TO DO ▸
You are to retype all of the data exactly as it appears.

RAW DATA ▸
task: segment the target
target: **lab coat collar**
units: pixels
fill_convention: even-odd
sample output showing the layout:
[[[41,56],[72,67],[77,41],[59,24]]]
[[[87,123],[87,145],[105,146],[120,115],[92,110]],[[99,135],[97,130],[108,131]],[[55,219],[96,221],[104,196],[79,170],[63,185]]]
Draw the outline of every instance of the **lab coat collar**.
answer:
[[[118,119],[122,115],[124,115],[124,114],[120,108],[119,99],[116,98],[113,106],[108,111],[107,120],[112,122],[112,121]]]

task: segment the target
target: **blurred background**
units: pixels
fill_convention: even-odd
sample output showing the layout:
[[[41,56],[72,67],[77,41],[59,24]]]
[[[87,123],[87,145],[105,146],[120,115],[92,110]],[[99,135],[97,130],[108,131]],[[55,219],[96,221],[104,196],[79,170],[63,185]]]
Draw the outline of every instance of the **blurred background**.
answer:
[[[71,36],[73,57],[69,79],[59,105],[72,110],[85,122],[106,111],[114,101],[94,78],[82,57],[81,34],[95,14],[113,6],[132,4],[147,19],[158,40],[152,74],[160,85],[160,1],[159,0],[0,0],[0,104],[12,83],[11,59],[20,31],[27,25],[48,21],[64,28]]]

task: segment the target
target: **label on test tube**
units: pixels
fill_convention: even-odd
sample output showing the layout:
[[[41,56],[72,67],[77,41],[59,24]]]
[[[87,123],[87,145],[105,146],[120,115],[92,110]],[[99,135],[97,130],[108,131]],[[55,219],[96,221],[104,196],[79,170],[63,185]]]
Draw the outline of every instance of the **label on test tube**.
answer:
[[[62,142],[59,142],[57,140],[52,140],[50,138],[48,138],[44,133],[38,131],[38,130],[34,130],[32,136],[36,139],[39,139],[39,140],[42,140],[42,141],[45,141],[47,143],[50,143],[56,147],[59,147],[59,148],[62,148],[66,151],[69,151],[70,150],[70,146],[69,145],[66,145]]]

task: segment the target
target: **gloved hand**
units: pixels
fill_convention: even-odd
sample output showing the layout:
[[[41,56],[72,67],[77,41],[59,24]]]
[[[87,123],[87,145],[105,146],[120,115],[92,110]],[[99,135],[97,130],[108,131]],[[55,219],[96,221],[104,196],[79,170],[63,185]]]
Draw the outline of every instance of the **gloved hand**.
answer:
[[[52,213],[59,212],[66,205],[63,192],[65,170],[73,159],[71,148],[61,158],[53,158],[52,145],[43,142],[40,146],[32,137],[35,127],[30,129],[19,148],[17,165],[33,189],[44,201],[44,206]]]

EXERCISE OUTPUT ▸
task: segment the target
target: **lab coat collar**
units: pixels
fill_convention: even-odd
sample output showing the layout:
[[[41,56],[72,67],[77,41],[59,24]]]
[[[87,123],[87,145],[105,146],[120,115],[92,110]],[[99,135],[97,130],[108,131]],[[55,219],[96,221],[104,196],[79,170],[63,185]]]
Draw the outline of every instance of the **lab coat collar**.
answer:
[[[118,119],[122,115],[124,115],[124,114],[120,108],[119,99],[116,98],[113,106],[108,111],[107,120],[112,122],[112,121]]]

task: segment the target
target: **blurred background**
units: pixels
fill_convention: even-odd
sample output showing the layout:
[[[41,56],[72,67],[77,41],[59,24]]]
[[[87,123],[87,145],[105,146],[120,115],[92,110]],[[99,135],[97,130],[108,131]],[[55,219],[96,221],[104,196],[79,170],[63,185]]]
Draw the outline of every instance of the **blurred background**.
answer:
[[[71,36],[73,57],[69,79],[59,105],[72,110],[85,122],[106,111],[114,101],[94,78],[82,57],[81,34],[95,14],[113,6],[132,4],[147,19],[158,40],[152,74],[160,85],[160,1],[159,0],[0,0],[0,104],[12,83],[11,59],[20,31],[27,25],[48,21],[64,28]]]

task: segment the target
target: **label on test tube**
units: pixels
fill_convention: even-odd
sample output showing the layout:
[[[41,56],[72,67],[77,41],[59,24]]]
[[[87,123],[87,145],[105,146],[120,115],[92,110]],[[99,135],[97,130],[108,131]],[[55,219],[96,221],[104,196],[79,170],[63,185]]]
Draw the outline of every instance of the **label on test tube**.
answer:
[[[62,142],[59,142],[57,140],[52,140],[50,138],[48,138],[44,133],[38,131],[38,130],[34,130],[32,136],[36,139],[39,139],[39,140],[42,140],[42,141],[45,141],[47,143],[50,143],[56,147],[59,147],[59,148],[62,148],[66,151],[69,151],[70,150],[70,146],[69,145],[66,145]]]

task: segment the target
target: **gloved hand**
units: pixels
fill_convention: even-odd
sample output showing the layout:
[[[41,56],[72,67],[77,41],[59,24]]]
[[[87,123],[87,145],[105,146],[120,115],[92,110]],[[99,135],[97,130],[108,131]],[[55,219],[96,221],[104,196],[79,170],[63,185]]]
Draw the outline of every instance of the **gloved hand**.
answer:
[[[52,213],[59,212],[66,205],[63,192],[65,170],[73,159],[71,148],[61,158],[53,158],[52,145],[43,142],[40,146],[32,137],[35,127],[30,129],[19,148],[17,165],[33,189],[44,201],[44,206]]]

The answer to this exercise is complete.